TASK PROMPT: State how many of the rows below contain the word "line", giving only the number.

====== DATA FOR THIS TASK ======

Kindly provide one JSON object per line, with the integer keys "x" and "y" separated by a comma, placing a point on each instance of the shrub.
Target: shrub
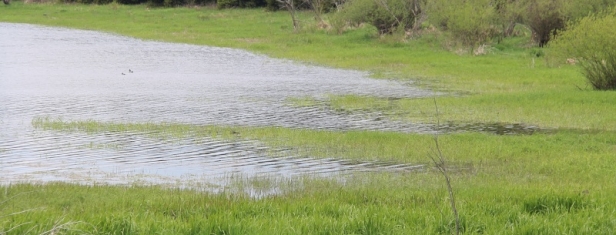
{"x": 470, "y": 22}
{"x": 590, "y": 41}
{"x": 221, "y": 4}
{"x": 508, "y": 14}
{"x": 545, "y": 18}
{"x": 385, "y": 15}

======
====== DATA FOR THIS TASK ======

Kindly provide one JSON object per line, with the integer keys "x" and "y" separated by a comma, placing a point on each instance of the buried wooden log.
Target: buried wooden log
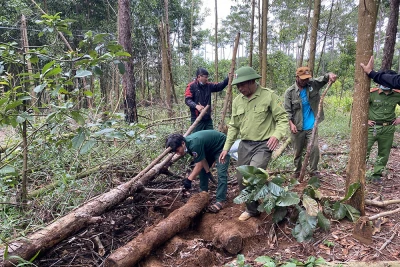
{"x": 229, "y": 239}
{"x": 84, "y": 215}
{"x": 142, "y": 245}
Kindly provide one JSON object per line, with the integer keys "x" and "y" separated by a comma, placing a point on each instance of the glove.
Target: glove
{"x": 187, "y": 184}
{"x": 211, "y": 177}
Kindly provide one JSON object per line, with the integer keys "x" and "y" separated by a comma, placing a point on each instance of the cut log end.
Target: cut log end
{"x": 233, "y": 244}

======

FINAL RESULT: 4